--- Given exercise ---
Extend the passage on performance management in Sri Lanka's public service, starting right after its final sentence.

Moving beyond mere rhetoric, the reality is the absence of a robust performance management mechanism in the public sector. Today’s column is an attempt to shed light on this vital aspect towards national prosperity. 


Performance management as a concept is not uncommon to the Sri Lankan public service. How it is currently done is the question. In Sri Lanka, the measurement of an individual employee’s performance had been introduced through a public administration initiative way back in 1998. The objective was to link the granting of annual increments of public officers to a proper appraisal of work performed during the period considered for increment. The Government has adopted this as a policy ever since. 

The Sri Lanka Administrative Service (SLAS) Minute was amended in 2005, accommodating special provisions including opportunities to fast-track promotions for SLAS officers. The provisions enabled SLAS officers to sit for a promotion examination on the condition that they maintain “above average performance” consecutively for five years. This was an unprecedented major breakthrough which was recognised in policy by a specific salary circular. 

Despite the fast track, the method of conducting evaluations remained the same. However, the performance evaluation system did not get amended nor did the measurement system. Thus, the new policy demand and the old appraisal system became an obvious misfit resulting in many deadlocks 

Management for development results 

Amidst the growing dissatisfaction toward the existing performance evaluation, the need for an overall conceptual framework to relate the individual performance was also identified. Management for Development Results (MfDR) tested and proven in many public circles around the globe was seen as a suitable approach. 

Figure 1 contains the basic details of MfDR framework. It moves from short term to long term and also from activities, outputs and outcomes.

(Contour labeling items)
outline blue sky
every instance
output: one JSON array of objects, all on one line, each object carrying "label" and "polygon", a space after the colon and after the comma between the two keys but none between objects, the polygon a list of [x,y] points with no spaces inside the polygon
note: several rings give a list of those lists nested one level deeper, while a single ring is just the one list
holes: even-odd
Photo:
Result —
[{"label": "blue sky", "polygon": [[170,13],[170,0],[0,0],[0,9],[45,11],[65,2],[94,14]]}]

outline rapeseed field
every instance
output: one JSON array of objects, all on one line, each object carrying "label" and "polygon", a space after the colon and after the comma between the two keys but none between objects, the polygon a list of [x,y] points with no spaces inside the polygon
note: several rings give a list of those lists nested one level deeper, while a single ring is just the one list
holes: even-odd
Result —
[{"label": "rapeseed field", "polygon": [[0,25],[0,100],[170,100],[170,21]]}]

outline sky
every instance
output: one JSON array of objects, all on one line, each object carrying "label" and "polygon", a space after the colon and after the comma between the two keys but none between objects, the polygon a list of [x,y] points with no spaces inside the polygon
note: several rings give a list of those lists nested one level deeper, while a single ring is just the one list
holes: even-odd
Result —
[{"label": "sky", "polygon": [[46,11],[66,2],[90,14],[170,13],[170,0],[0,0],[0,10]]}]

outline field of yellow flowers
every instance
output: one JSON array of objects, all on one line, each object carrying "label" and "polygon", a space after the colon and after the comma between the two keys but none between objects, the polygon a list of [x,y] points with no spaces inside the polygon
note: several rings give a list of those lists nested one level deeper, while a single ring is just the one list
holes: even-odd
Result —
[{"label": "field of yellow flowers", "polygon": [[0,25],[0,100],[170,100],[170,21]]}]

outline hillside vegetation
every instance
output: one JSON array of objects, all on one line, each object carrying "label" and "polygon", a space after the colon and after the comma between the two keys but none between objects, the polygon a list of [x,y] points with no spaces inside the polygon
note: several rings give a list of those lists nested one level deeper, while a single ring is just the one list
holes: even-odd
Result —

--- Response ---
MfDR focuses on development performance and on sustainable improvements at the country level. It also includes practical tools for strategic planning, risk management, progress monitoring and outcome evaluation. 

In essence the perspective of impact or result is the central focus. In simple terms, for a desired result to be generated there should be an outcome. For the desired outcome there should be outputs. For desired outputs to appear there should be a series of activities that need to be done. 

Linking development to performance  

Ministries and departments are supposed to develop a vision, mission, strategies, goals and action plans. Departments in particular have a mandate established by acts in Parliament. Accordingly, their respective reasons for being present are well articulated. In essence, the outcomes that they want to produce and the impacts are self-evident in their vision and mission statements. 

Under the prescriptions of the General Treasury, each government institution submits its corporate plans each year. Accordingly, their outputs towards achieving the outcomes are made clear.     

The rationale for such a line of thinking to link MfDR with Individual Performance is that the impacts that departments desire to create should pass down from the institutional level to the interactive team level and then to the individual level, which in turn produce results from the individual level to spill over to the interactive team level and institutional level respectively. It in fact links individual, division, department, ministerial and policy levels sequentially. 

The flow from the individual performance leads to Divisional Management Plans and to Strategic Departmental Plans which can be linked to results-based budgets as well. In essence the broader policy objectives will be achieved if the individual level performance is correctly agreed to by the individuals and performed within a stipulated time.

KRAs, KPIs and KBIs

The new performance evaluation should focus on two key aspects, tasks and competencies. Tasks involve Key Result Areas (KRAs) and associated Key Performance Indicators (KPIs). Competencies involve Key Behavioral Indicators (KBIs). The intention here is not to go into details but to highlight the novelty and necessity of the approach.  

Identification of KPIs will rely on the key results that an institution is deemed by the very establishment of the particular institution. In other words, its mandate articulated in respective acts or other legislative enactments. Once the key result areas are agreed on at the strategic level, the key divisional objectives will be made clear and those will be mentioned in the first page of the performance plan as a measure to keep the rest of the document in check. 

Key Performance Areas will be derived from the divisional objectives spelt out in each performance plan. Derivation of tasks, which can range from one to many, will then depend on the key performance areas that have already been identified.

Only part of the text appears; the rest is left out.